Top of Given text
Kudos on trauma center
Awarded after a rigorous application and evaluation process, Level II, means that Providence is equipped to handle very complex trauma patients because of the resources immediately available in the medical center. Around-the-clock general surgeons, adult and pediatric medical hospitalists, and intensivists are on site, with additional standby access to all key specialties, including anesthesia, neurosurgery and orthopedics, the hospital said in announcing the news.
Such certifications are designated by five levels; Providence Regional is the only medical center in Snohomish County with an adult Level II Trauma Center designation. Harborview in Seattle is the only Level I trauma center in the state.
The upgrade comes in part from Providence's emergency department, which opened in the new hospital in 2011. It was built with four adjoining trauma rooms and a direct-access extra-large elevator system to accommodate an entire trauma team during transport from the rooftop helipad. A CT scanner and two X-ray machines allow for quick imaging access.
Bottom of Given text
■ **Problem requirements**
Carry on the article about Providence Regional's Level II trauma center designation, picking up after its final sentence.
Top of Given data
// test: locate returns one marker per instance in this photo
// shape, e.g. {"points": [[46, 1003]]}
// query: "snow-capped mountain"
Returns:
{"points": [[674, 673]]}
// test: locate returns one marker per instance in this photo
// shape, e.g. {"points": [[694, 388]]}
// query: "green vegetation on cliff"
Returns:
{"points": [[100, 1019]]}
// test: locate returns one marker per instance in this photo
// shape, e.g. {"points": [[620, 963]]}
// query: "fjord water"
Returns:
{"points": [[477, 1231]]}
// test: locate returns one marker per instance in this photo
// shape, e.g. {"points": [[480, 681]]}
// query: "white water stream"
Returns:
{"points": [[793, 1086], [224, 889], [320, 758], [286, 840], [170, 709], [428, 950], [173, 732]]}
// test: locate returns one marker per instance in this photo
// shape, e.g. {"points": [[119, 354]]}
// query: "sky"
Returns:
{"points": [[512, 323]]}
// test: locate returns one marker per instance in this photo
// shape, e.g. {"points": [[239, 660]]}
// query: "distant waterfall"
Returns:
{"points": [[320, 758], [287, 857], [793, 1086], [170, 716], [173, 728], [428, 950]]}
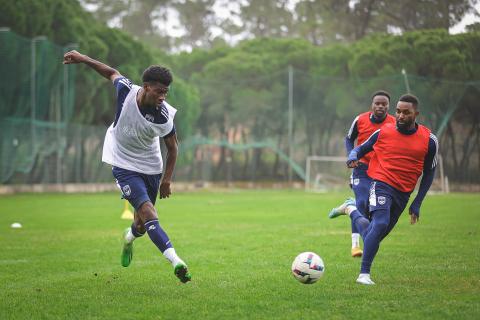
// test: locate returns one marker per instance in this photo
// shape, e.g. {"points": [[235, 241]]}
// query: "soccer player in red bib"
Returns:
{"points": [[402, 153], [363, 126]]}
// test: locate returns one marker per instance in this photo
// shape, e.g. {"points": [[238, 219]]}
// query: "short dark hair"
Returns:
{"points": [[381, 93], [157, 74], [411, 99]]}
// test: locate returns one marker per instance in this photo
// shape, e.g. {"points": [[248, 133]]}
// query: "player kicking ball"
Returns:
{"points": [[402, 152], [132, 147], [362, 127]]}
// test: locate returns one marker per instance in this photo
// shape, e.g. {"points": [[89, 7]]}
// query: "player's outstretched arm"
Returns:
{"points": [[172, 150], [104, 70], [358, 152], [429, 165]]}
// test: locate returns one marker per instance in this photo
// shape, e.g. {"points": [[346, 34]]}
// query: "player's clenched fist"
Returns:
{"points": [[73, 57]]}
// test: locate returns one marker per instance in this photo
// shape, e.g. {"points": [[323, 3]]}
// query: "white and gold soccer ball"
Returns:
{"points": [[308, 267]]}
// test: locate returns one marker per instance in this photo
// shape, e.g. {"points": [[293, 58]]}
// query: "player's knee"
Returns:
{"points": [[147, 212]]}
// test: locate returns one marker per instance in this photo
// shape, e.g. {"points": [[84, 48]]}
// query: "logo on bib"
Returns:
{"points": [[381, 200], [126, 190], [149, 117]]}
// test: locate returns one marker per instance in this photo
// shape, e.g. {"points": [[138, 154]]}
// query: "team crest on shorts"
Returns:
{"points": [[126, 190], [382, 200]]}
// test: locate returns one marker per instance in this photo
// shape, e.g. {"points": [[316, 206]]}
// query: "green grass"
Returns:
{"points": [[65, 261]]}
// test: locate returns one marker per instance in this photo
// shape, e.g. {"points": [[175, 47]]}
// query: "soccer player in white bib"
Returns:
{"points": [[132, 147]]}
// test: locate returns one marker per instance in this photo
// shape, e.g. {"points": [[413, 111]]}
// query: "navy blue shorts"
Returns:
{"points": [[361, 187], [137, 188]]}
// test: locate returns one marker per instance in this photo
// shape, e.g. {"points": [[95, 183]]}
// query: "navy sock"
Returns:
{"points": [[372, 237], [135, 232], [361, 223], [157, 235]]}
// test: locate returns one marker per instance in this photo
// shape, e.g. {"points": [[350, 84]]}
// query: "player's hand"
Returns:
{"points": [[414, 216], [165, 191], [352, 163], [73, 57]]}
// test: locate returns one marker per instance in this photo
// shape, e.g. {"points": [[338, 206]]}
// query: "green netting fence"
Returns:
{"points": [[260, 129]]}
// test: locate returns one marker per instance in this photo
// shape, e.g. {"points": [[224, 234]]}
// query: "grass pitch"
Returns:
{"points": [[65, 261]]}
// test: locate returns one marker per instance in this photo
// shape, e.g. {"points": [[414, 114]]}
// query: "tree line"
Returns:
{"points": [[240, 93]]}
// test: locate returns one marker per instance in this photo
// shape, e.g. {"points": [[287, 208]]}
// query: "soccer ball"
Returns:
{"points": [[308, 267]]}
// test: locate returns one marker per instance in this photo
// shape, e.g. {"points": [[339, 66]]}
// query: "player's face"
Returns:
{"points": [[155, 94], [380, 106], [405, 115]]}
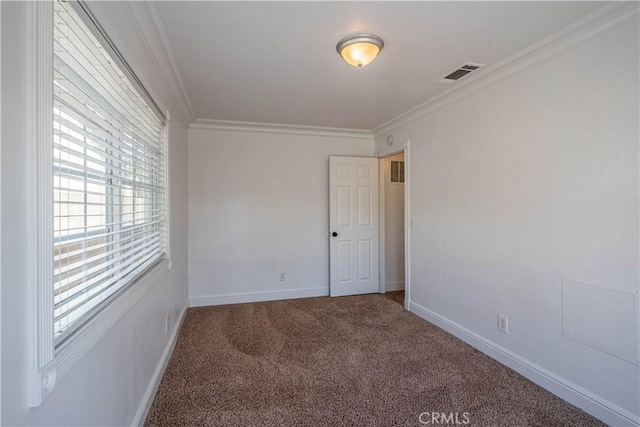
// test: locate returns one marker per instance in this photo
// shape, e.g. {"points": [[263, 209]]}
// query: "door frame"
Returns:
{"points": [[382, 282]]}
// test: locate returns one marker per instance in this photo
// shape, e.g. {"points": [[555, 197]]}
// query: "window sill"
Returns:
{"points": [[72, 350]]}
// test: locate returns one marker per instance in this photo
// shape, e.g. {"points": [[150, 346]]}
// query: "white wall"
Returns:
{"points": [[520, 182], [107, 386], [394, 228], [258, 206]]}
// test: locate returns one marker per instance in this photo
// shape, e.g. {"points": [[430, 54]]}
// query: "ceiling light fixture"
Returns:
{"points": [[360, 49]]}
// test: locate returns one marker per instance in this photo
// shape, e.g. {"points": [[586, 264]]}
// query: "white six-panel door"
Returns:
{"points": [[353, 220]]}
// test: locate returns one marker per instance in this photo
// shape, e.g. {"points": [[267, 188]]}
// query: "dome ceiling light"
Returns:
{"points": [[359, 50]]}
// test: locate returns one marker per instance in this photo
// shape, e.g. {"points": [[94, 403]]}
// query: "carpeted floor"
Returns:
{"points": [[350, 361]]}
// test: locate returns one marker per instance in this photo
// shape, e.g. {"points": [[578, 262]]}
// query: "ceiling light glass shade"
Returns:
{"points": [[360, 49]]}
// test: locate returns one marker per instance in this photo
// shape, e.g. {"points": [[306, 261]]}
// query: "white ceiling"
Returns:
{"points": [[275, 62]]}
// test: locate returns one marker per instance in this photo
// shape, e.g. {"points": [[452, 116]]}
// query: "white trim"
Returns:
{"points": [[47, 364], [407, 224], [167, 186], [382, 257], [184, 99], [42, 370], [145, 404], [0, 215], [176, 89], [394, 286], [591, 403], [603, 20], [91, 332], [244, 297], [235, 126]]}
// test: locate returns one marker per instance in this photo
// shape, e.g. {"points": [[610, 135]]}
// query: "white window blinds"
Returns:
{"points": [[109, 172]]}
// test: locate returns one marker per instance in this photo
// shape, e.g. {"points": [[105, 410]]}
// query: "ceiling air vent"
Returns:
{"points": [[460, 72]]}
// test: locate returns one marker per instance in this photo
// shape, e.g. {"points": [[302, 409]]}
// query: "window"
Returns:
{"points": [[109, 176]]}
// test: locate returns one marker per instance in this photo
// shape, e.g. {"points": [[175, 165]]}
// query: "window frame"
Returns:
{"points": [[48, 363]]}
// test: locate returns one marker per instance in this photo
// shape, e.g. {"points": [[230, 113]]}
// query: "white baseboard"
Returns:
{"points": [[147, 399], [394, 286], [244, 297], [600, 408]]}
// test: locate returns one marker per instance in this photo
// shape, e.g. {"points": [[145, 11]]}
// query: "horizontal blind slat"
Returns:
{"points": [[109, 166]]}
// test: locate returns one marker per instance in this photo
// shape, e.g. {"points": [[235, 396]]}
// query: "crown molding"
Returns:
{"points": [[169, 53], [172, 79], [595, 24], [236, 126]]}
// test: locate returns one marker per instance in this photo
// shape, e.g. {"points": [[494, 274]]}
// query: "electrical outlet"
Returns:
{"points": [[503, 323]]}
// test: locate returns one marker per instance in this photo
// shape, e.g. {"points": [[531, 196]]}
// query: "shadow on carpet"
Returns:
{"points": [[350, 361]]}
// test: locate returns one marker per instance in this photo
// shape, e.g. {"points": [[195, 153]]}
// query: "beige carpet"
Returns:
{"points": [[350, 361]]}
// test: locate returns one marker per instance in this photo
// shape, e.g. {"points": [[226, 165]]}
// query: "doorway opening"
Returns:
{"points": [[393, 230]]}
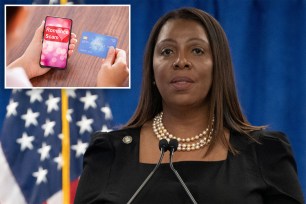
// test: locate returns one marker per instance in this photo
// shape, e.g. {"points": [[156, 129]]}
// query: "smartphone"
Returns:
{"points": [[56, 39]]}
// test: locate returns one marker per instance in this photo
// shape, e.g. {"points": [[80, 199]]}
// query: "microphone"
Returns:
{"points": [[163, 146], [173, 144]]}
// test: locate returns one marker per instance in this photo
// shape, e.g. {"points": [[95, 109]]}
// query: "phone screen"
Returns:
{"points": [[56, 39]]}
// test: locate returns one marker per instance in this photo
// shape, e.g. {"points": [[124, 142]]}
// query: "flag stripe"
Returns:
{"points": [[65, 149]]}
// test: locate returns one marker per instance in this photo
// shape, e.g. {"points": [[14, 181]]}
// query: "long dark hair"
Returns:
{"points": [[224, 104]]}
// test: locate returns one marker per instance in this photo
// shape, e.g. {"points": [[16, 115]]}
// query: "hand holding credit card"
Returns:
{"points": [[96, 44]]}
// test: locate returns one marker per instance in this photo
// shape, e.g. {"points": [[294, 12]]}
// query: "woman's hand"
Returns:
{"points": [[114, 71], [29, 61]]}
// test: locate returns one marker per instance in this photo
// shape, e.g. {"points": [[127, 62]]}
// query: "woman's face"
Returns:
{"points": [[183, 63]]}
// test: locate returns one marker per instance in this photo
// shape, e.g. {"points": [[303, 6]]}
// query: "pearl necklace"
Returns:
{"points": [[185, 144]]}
Bottom of Given data
Top of Given data
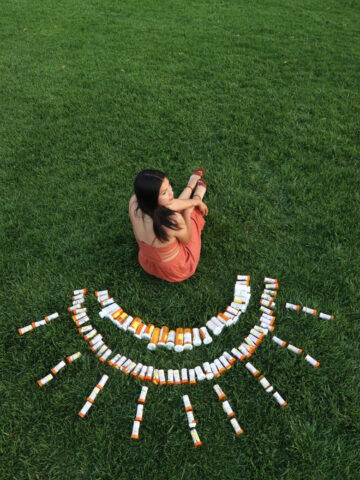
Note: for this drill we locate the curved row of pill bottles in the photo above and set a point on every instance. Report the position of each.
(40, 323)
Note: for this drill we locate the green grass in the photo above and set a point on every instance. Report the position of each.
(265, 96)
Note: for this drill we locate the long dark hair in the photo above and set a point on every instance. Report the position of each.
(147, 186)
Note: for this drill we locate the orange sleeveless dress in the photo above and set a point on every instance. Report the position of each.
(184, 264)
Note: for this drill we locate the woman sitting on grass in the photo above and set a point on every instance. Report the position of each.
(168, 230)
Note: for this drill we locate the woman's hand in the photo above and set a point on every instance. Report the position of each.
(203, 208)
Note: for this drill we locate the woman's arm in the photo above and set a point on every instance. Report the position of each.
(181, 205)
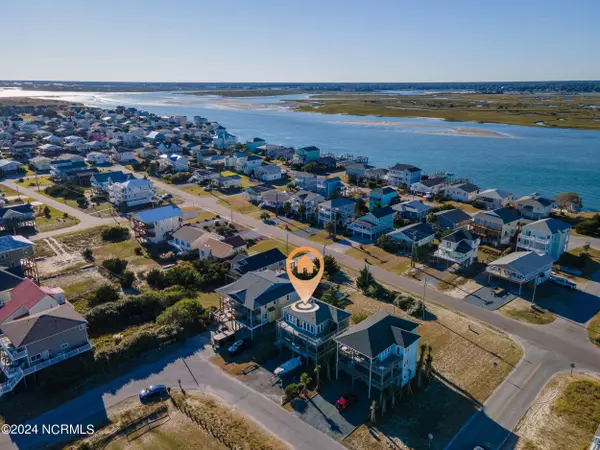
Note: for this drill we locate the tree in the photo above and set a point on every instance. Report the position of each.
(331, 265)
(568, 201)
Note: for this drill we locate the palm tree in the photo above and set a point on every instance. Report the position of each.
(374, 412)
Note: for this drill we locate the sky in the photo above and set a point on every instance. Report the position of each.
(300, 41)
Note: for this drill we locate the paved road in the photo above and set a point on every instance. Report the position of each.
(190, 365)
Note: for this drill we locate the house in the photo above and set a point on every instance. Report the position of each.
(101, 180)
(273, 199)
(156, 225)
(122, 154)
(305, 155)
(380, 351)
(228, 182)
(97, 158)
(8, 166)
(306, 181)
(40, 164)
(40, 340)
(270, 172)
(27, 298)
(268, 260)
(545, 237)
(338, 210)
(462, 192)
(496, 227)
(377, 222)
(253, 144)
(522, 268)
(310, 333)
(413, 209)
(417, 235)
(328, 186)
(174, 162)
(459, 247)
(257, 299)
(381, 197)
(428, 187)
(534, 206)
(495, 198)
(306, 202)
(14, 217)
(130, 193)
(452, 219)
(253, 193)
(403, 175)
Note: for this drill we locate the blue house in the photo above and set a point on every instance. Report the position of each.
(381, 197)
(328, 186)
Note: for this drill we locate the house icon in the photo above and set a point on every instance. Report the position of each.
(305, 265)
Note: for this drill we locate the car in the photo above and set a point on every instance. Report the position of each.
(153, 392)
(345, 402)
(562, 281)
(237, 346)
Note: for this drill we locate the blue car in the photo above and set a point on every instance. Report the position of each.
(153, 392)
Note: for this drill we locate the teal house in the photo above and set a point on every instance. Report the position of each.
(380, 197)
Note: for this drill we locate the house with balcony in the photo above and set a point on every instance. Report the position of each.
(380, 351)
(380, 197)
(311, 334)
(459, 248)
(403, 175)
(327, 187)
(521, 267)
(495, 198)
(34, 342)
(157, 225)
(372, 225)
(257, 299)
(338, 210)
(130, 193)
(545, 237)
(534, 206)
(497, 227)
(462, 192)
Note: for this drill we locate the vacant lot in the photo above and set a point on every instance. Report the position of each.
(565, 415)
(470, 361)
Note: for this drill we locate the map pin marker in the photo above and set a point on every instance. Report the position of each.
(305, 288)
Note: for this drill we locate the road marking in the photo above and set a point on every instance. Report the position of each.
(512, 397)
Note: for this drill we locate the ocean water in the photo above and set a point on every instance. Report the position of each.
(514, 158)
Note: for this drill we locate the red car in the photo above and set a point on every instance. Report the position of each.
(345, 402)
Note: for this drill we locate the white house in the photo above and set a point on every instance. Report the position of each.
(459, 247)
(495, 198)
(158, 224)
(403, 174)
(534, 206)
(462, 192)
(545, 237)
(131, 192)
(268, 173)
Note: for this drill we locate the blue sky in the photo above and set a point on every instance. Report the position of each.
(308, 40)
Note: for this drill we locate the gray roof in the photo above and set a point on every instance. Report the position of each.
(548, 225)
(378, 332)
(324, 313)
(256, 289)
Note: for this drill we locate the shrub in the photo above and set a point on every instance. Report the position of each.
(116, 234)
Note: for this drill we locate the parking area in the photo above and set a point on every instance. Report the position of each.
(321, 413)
Bottom of Given data
■ **Exercise response**
With 79 beds, it's the largest emergency department in state and one of the busiest in the country, according to Becker's Hospital review, treating more patients than any other hospital in the state with nearly 100,000 visits last year.
Providence's reputation preceded its designation as a Level II trauma center. One particularly dramatic public case illustrates the point: Two girls were stabbed at Snohomish High School in October 2011, one very seriously. Bekah Staudacher was slashed trying to help her friend April Lutz, who was stabbed dozens of times. Students and faculty came to their aid until paramedics arrived. Because April was in danger of bleeding to death, the paramedics called off a helicopter that would have taken her to Harborview. They instead raced to Providence, getting April to the emergency department 24 minutes after they reached her.
One of the stab wounds pierced April's heart and lung, and the emergency room doctors determined there wasn't time to prep her for the operating room. (April's heart stopped three times before the paramedics and then the doctors could stabilize her.) Doctors opened up April's chest and immediately relieved pressure from the blood that was squeezing around her heart. They worked for six hours, saving April's life.
The Level II designation officially reflects the level of care that has long been practiced at Providence. Congratulations to Providence Regional Medical Center, its emergency department and trauma team.